#### [Your goal]
Reproduce the entries below, replacing each occurrence of "marker" with "pin" and leaving everything else as it is.

--

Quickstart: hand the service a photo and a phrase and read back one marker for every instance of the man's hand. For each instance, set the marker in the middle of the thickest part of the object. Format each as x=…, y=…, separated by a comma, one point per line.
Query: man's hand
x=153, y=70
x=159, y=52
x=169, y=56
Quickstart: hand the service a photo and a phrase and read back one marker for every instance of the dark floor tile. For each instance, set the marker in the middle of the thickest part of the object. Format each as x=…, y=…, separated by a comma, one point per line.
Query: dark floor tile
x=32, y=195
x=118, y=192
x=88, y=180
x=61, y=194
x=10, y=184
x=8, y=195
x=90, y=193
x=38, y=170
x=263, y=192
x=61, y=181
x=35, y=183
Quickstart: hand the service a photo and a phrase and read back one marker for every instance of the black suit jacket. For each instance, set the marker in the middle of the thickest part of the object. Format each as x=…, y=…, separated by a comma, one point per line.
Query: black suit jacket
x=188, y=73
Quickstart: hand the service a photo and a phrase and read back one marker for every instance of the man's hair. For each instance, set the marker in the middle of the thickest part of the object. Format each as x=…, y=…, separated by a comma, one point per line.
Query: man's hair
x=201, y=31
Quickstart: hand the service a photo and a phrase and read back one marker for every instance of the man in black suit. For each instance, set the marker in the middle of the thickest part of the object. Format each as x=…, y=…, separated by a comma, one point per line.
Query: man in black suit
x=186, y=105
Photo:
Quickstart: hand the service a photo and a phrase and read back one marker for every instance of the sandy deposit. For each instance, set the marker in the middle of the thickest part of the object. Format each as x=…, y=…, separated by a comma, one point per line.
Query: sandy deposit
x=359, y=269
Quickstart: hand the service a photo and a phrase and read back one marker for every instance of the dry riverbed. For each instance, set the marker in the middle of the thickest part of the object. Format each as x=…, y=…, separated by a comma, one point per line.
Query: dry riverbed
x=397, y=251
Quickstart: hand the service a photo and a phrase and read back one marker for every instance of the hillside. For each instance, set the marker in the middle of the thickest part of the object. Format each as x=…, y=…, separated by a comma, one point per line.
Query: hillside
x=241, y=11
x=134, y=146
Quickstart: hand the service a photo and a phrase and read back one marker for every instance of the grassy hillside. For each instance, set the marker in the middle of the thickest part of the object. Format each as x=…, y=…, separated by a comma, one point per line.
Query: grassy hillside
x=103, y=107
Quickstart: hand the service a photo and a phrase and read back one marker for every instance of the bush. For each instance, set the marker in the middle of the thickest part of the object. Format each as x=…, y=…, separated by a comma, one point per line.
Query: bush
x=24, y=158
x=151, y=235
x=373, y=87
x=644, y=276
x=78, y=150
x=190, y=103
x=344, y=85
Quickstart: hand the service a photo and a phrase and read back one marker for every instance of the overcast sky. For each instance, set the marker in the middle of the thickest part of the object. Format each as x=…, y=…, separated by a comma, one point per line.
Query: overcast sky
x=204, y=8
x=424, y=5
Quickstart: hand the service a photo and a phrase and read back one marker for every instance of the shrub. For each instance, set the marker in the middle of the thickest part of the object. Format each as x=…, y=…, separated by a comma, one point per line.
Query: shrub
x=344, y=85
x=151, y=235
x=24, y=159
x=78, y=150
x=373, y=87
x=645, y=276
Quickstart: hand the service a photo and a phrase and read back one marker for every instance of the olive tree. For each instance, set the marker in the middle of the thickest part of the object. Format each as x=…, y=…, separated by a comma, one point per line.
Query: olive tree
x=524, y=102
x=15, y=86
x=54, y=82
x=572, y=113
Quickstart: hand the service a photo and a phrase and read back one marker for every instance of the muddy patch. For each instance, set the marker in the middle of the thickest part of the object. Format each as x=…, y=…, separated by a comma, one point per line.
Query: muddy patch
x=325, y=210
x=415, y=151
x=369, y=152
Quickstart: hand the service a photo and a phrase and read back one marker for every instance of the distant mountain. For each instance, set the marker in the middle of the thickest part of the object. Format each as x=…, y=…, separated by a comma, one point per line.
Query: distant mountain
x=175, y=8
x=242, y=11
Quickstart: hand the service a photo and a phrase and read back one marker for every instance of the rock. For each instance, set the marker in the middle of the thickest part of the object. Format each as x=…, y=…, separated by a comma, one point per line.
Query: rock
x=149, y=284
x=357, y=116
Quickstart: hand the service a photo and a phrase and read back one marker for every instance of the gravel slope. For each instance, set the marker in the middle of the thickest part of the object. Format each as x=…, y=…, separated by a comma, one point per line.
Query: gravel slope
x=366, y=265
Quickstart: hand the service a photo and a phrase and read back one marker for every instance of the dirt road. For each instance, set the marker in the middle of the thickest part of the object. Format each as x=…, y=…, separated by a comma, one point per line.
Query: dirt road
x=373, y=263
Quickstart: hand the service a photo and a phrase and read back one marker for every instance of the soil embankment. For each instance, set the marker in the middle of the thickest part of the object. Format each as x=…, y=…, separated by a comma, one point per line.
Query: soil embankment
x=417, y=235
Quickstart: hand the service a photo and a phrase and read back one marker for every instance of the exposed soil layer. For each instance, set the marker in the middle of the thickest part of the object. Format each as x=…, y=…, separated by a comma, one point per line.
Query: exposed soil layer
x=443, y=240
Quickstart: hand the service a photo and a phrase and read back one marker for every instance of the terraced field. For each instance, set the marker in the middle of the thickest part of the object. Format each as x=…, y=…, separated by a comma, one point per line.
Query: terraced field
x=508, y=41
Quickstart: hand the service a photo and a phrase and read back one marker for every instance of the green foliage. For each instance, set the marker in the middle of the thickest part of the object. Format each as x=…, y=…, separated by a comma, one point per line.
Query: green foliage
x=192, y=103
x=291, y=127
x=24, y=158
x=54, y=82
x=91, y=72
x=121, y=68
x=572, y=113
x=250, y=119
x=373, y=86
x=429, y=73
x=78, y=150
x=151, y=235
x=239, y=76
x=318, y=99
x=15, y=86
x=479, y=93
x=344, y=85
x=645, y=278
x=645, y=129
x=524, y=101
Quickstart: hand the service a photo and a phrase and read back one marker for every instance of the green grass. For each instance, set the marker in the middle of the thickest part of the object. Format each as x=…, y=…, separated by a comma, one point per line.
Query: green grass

--

#### [Solution to the problem]
Quickstart: hand the service a photo and a phrase and read back one pin for every instance of the man's hand. For each instance, set the pin in the middle of the thickest part of the object. Format each as x=…, y=…, separated by a comma, one point per line.
Query: man's hand
x=153, y=70
x=159, y=52
x=169, y=56
Quickstart: hand the service a photo and a phrase and read back one pin for every instance of the dark floor tile. For each instance, set the pin in the middle of the thickest part of the object. Format each as x=…, y=…, separated by a comma, one point per line.
Query: dark floor tile
x=32, y=195
x=118, y=192
x=88, y=180
x=61, y=194
x=10, y=184
x=8, y=195
x=90, y=193
x=38, y=170
x=263, y=192
x=61, y=181
x=35, y=183
Quickstart: hand the service a photo and a phrase and read back one pin for every instance of the black suit jacket. For each instance, set the pin in the middle of the thickest part of the object. Format each as x=…, y=…, separated by a comma, one point per line.
Query: black suit jacket
x=188, y=73
Quickstart: hand the service a photo and a phrase and read back one pin for every instance of the man's hair. For each instance, set the pin in the middle of the thickest part of the object. Format each as x=…, y=…, separated by a comma, one point per line.
Query: man's hair
x=201, y=31
Quickstart: hand the service a photo and a phrase and read back one pin for every instance of the man in black suit. For each instance, set the pin in the middle of the thickest part of the object. Format each as x=…, y=…, separated by a comma, one point per line.
Query: man in black suit
x=186, y=105
Photo:
Quickstart: hand the service a photo and a phrase and read back one pin for every instance of the sandy deposit. For each instance, set the pin in the middle of the thickest part of the object. Format each as x=…, y=…, separated by a comma, one point per line.
Query: sandy deposit
x=359, y=269
Quickstart: hand the service a photo and a phrase and read back one pin for every instance of the dry riverbed. For each instance, set the pin in the middle of the thickest part of the object. Format each as x=…, y=…, separated by a comma, one point per line.
Query: dry riverbed
x=397, y=251
Quickstart: hand the service a photo and a phrase and read back one pin for every instance of the hillside. For each instance, set the pin in the middle of the thickest part of the object. Format each as x=…, y=…, separated by a comma, one point per line.
Query: hillside
x=241, y=11
x=134, y=146
Quickstart: hand the service a photo and a phrase and read back one pin for every instance of the grassy hillside. For each instance, set the pin in the middle of the thickest part of the object. Format each as x=…, y=…, separated by a comma, one point per line.
Query: grassy hillside
x=103, y=107
Quickstart: hand the service a photo and a phrase and read back one pin for every instance of the bush. For each instance, set the pin in the middle of the thickest part of the object. Format each as x=…, y=…, separated by a comma, one point per line.
Query: bush
x=24, y=158
x=151, y=235
x=373, y=87
x=644, y=276
x=78, y=150
x=190, y=103
x=344, y=85
Quickstart: hand the service a photo and a phrase and read back one pin for every instance of the overcast sky. For each instance, set the pin in the middle of the thickest part of the object. Format each as x=…, y=…, separated by a comma, one point per line.
Query: overcast sky
x=204, y=8
x=424, y=5
Quickstart: hand the service a photo and a phrase and read back one pin for every instance of the shrub. For each instance, set the pin in the middle of the thickest part of the object. Format each as x=…, y=…, separated by a comma, one point per line.
Query: shrub
x=344, y=85
x=151, y=235
x=24, y=159
x=78, y=150
x=373, y=87
x=645, y=276
Quickstart: hand the service a photo and a phrase and read back one pin for every instance of the olive tree. For each instance, set the pin in the middle of the thickest part of the object. Format each as x=…, y=…, separated by a comma, one point per line.
Query: olive tree
x=524, y=102
x=15, y=86
x=54, y=82
x=572, y=113
Quickstart: hand the service a photo and a phrase and read back one pin for every instance of the muddy patch. For each instance, set the pin in the middle of the thickest part of the object. Format each as x=…, y=…, separated by a comma, one point per line.
Query: muddy patch
x=325, y=210
x=415, y=151
x=369, y=152
Quickstart: hand the service a photo and a phrase and read back one pin for every instance of the distant mountain. For each instance, set the pin in the middle of the thickest part of the object. Format each as x=…, y=…, separated by a comma, one point per line.
Query: distant mountain
x=175, y=8
x=242, y=11
Quickstart: hand the service a photo and a phrase and read back one pin for every instance of the rock. For each instance, set the pin in the middle of the thickest part of the object. Format each as x=…, y=…, separated by a comma, one point per line.
Query: rock
x=149, y=284
x=357, y=116
Quickstart: hand the service a photo and a phrase and read back one pin for every instance of the gravel slope. For each instance, set the pin in the middle of the thickest part of the object. Format each as x=…, y=…, separated by a comma, one point per line.
Query: gravel slope
x=366, y=265
Quickstart: hand the service a photo and a phrase and read back one pin for every instance of the dirt road. For each instance, set the pin in the middle of the thickest part of the object. Format each as x=…, y=…, separated by a comma, one point per line.
Query: dirt road
x=373, y=263
Quickstart: hand the service a photo and a phrase and read back one pin for every instance of the soil embankment. For each instance, set the pin in the middle of the thickest part of the object. Format each as x=…, y=…, separated by a comma, one point per line.
Query: soil embankment
x=417, y=235
Quickstart: hand the service a photo and a phrase and read back one pin for every instance of the exposed soil layer. For each instance, set the pin in the middle of the thickest part of the object. Format each as x=…, y=…, separated by a comma, one point per line.
Query: exposed soil layer
x=443, y=240
Quickstart: hand the service a photo and a phrase and read back one pin for every instance of the terraced field. For each instance, set the pin in the middle of the thickest part of the object. Format each as x=…, y=…, separated by a comma, one point per line.
Query: terraced field
x=508, y=41
Quickstart: hand the service a photo and a phrase and read back one pin for every instance of the green foliage. For each instance, set the pin in the middle of the thickest part of the object. Format each as x=…, y=…, separated by a comma, one point per line.
Query: green foliage
x=192, y=103
x=291, y=127
x=24, y=158
x=54, y=82
x=91, y=72
x=121, y=68
x=572, y=113
x=250, y=119
x=373, y=86
x=429, y=73
x=78, y=150
x=151, y=235
x=239, y=76
x=318, y=99
x=15, y=86
x=479, y=93
x=344, y=85
x=645, y=278
x=645, y=129
x=524, y=101
Quickstart: hand the service a photo and a phrase and read back one pin for every instance of the green grass. For each instance, set the pin in the middle of the thickest part of the object. Format each as x=…, y=…, separated by a comma, one point per line.
Query: green grass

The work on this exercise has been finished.